* **Problem to solve**
Revise the material below so that each "instance" becomes "occurrence", with no other changes.

***** Dataset excerpts *****

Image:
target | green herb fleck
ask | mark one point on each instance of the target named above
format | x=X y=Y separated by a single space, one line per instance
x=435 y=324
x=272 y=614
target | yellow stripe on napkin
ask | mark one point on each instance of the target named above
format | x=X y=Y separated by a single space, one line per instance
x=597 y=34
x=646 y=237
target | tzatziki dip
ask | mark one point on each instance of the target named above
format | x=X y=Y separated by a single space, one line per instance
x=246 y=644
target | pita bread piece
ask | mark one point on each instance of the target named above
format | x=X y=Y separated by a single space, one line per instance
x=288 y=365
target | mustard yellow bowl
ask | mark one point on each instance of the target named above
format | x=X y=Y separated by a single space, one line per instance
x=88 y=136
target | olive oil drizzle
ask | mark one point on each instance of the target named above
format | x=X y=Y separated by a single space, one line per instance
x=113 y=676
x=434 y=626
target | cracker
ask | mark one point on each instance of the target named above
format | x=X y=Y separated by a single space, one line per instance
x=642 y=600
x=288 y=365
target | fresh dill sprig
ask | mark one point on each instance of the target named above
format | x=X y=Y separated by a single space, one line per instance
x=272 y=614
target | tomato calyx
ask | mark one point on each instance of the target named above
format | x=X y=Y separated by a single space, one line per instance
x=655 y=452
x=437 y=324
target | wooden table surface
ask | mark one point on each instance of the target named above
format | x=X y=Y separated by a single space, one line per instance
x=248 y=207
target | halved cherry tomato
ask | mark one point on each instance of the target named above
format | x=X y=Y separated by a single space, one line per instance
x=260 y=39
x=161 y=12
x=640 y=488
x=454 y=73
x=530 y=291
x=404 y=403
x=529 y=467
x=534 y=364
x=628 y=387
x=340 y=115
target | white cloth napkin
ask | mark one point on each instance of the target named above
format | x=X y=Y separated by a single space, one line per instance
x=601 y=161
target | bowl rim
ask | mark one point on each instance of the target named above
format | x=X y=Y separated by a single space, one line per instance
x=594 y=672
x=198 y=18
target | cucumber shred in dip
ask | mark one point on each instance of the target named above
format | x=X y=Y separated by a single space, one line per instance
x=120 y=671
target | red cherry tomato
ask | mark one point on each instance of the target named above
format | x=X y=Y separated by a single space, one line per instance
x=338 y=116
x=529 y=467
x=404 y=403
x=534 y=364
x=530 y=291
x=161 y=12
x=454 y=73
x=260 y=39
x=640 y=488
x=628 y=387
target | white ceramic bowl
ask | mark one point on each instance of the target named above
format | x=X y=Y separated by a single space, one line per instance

*****

* **Completed task**
Image:
target | green herb fleck
ask | mark one point on each occurrence of the target named above
format | x=X y=Y separated by a single space, one line per occurrence
x=435 y=324
x=272 y=614
target | yellow stripe on napkin
ask | mark one point on each occurrence of the target named above
format | x=X y=Y separated by a single space, one line per occurrence
x=597 y=34
x=646 y=237
target | tzatziki dip
ask | mark one point on each occurrence of the target named above
format | x=X y=Y separated by a single space, one line per occurrence
x=246 y=644
target | pita bread piece
ask | mark one point on each occurrence of the target named above
format | x=X y=Y separated by a single space, one line per occurrence
x=288 y=365
target | mustard yellow bowl
ask | mark one point on each occurrence of the target named above
format | x=X y=Y separated by a single space, one line per occurrence
x=88 y=136
target | olive oil drizzle
ask | mark one point on each occurrence of the target named above
format | x=X y=Y separated by a single space, one line per occurrence
x=113 y=676
x=434 y=626
target | cracker
ask | mark one point on each occurrence of the target named above
format | x=X y=Y separated by a single space, one line per occurrence
x=642 y=600
x=288 y=365
target | fresh dill sprig
ask | mark one point on each occurrence of the target named above
format | x=X y=Y separated by a single space, one line per occurrence
x=272 y=614
target | tomato calyx
ask | mark one point on each occurrence of the target named above
format | x=X y=Y separated by a single space, one line per occurrence
x=655 y=452
x=437 y=324
target | wooden table surface
ask | mark one point on each occurrence of the target named above
format | x=X y=Y separated by a single space, one line per occurrence
x=248 y=207
target | halved cherry tomato
ask | mark one point on each occurrence of the target named above
format | x=X y=Y separated by a single space, one line per occurrence
x=260 y=39
x=161 y=12
x=640 y=488
x=454 y=73
x=530 y=291
x=404 y=403
x=529 y=467
x=534 y=364
x=628 y=387
x=340 y=115
target | white cloth napkin
ask | mark one point on each occurrence of the target named above
format | x=X y=Y separated by a single space, one line per occurrence
x=601 y=161
target | bowl rim
ask | mark one point on each occurrence of the target named above
format | x=X y=Y separated by a single space, one line per occurrence
x=594 y=672
x=198 y=18
target | cucumber shred in dip
ask | mark one point on each occurrence of the target named above
format | x=X y=Y separated by a single space, one line per occurrence
x=120 y=671
target | red cherry tomato
ask | mark one point on each occurrence of the target named above
format | x=X y=Y separated by a single space, one line per occurrence
x=338 y=116
x=529 y=467
x=404 y=403
x=534 y=364
x=530 y=291
x=161 y=12
x=454 y=73
x=260 y=39
x=640 y=488
x=628 y=387
target | white ceramic bowl
ask | mark one point on each occurrence of the target named above
format | x=X y=Y separated by a single space, one line per occurrence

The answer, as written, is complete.